- **SHORT EXERCISE**
Render the rows below as a Markdown table with the columns Line and Text, numbering each line in Line and putting its wording in Text. Include every row and omit blank lines.

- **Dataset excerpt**
— begin —
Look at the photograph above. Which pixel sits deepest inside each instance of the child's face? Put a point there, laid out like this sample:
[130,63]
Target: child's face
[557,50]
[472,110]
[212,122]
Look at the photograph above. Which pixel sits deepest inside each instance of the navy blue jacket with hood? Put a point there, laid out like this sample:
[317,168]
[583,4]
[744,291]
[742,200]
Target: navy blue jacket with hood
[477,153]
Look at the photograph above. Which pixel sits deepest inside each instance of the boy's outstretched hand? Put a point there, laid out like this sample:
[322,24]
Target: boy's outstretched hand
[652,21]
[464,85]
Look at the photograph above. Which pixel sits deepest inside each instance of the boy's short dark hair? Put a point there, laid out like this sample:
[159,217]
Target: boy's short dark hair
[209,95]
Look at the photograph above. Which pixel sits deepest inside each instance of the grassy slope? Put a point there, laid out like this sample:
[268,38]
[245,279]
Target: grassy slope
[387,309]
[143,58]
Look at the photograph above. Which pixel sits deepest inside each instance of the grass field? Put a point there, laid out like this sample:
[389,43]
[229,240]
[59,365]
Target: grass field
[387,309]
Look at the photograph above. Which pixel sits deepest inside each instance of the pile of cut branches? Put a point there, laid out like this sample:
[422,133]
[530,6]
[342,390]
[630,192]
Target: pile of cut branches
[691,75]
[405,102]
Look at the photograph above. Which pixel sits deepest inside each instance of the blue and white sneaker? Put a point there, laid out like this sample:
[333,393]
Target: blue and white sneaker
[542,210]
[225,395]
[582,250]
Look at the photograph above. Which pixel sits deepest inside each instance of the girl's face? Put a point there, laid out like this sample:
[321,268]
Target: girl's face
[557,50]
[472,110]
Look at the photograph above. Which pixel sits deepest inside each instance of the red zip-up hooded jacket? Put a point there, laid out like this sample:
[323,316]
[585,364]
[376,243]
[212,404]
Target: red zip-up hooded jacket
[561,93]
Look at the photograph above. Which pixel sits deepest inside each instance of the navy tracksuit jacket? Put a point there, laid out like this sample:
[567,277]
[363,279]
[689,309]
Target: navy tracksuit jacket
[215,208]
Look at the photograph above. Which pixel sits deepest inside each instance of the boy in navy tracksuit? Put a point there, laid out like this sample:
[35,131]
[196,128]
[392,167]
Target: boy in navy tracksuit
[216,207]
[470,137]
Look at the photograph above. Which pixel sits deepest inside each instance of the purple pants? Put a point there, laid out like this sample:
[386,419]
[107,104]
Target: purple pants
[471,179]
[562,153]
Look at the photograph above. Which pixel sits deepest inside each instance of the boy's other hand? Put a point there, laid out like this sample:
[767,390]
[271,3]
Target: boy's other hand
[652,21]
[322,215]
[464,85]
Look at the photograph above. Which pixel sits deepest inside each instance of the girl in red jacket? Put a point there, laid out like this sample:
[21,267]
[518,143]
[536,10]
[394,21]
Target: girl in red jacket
— end —
- **EXERCISE ANSWER**
| Line | Text |
|---|---|
| 1 | Look at the photograph above. Which pixel sits deepest inside each instance of the child's face? Put a point there, laid out like this sample: |
| 2 | [130,63] |
| 3 | Target: child's face |
| 4 | [557,50] |
| 5 | [472,110] |
| 6 | [212,122] |
| 7 | Look at the photograph above. Which pixel sits deepest inside each instance of the navy blue jacket with hood? Put a point there, laid out like this sample: |
| 8 | [317,168] |
| 9 | [583,4] |
| 10 | [744,291] |
| 11 | [742,200] |
| 12 | Target: navy blue jacket with hood |
| 13 | [477,153] |
| 14 | Look at the photograph above. Which pixel sits deepest inside each instance of the boy's outstretched hand? Put a point there, laid out like this sample: |
| 15 | [322,24] |
| 16 | Target: boy's outstretched hand |
| 17 | [652,21] |
| 18 | [464,85] |
| 19 | Look at the photograph above. Which pixel sits deepest inside each instance of the boy's short dark hair? Put a point there, laid out like this sample: |
| 20 | [159,217] |
| 21 | Target: boy's short dark hair |
| 22 | [209,95] |
| 23 | Look at the photograph above. Which pixel sits deepest inside each instance of the grassy slope? Put a point there, laid out like this sample: |
| 24 | [268,38] |
| 25 | [245,279] |
| 26 | Target: grassy slope |
| 27 | [387,309] |
| 28 | [143,58] |
| 29 | Look at the photograph above. Which pixel sits deepest inside each instance of the grass field? Put a point there, laid out like this sample: |
| 30 | [389,43] |
| 31 | [229,240] |
| 32 | [59,365] |
| 33 | Target: grass field |
| 34 | [387,309] |
| 35 | Look at the photograph above. Which pixel sits deepest inside each instance of the pile of cut branches? Put a point there, laid out like this sample: |
| 36 | [422,133] |
| 37 | [530,6] |
| 38 | [342,390] |
| 39 | [630,192] |
| 40 | Target: pile of cut branches |
| 41 | [691,75] |
| 42 | [405,102] |
| 43 | Look at the photograph above. Which pixel sits deepest inside each instance of the blue and white sneaker? Put a point there, laid out like this sample: |
| 44 | [333,393] |
| 45 | Target: blue and white sneaker |
| 46 | [542,210] |
| 47 | [225,395] |
| 48 | [582,250] |
| 49 | Look at the photograph above. Which pixel sits deepest inside each instance of the girl's face? Put a point there, laid out like this sample: |
| 50 | [321,268] |
| 51 | Target: girl's face |
| 52 | [557,50] |
| 53 | [472,110] |
| 54 | Look at the photograph above. Which pixel sits deepest inside each instance of the red zip-up hooded jacket? Put a point there, laid out like this sample: |
| 55 | [323,316] |
| 56 | [585,364] |
| 57 | [376,243] |
| 58 | [212,404] |
| 59 | Target: red zip-up hooded jacket |
| 60 | [561,93] |
| 61 | Look at the photograph above. Which pixel sits deepest inside each instance of the navy tracksuit jacket? Put a point there, laid out like this sample: |
| 62 | [567,277] |
| 63 | [363,279] |
| 64 | [689,309] |
| 65 | Target: navy tracksuit jacket |
| 66 | [215,208] |
| 67 | Look at the photograph above. Which pixel sits deepest inside each instance of the boy in navy tracksuit? Put a point there, laid out like this sample: |
| 68 | [35,131] |
| 69 | [196,128] |
| 70 | [392,167] |
| 71 | Target: boy in navy tracksuit |
| 72 | [216,207] |
| 73 | [470,137] |
| 74 | Look at the photograph above. Which pixel sits deepest inside each instance of the purple pants? Put a point there, laid out like this sample: |
| 75 | [386,419] |
| 76 | [107,104] |
| 77 | Target: purple pants |
| 78 | [471,179] |
| 79 | [562,153] |
| 80 | Look at the photograph above. Which pixel sits deepest inside each instance of the boy's other hand? Put a point there, laid out like this sample: |
| 81 | [767,390] |
| 82 | [271,3] |
| 83 | Target: boy's other hand |
| 84 | [652,21] |
| 85 | [322,215] |
| 86 | [464,85] |
| 87 | Look at the photograph above. Which pixel sits deepest inside each instance of the girl in red jacket? Put a point there, laid out like this sample: |
| 88 | [21,267] |
| 89 | [518,143] |
| 90 | [536,10] |
| 91 | [394,21] |
| 92 | Target: girl in red jacket |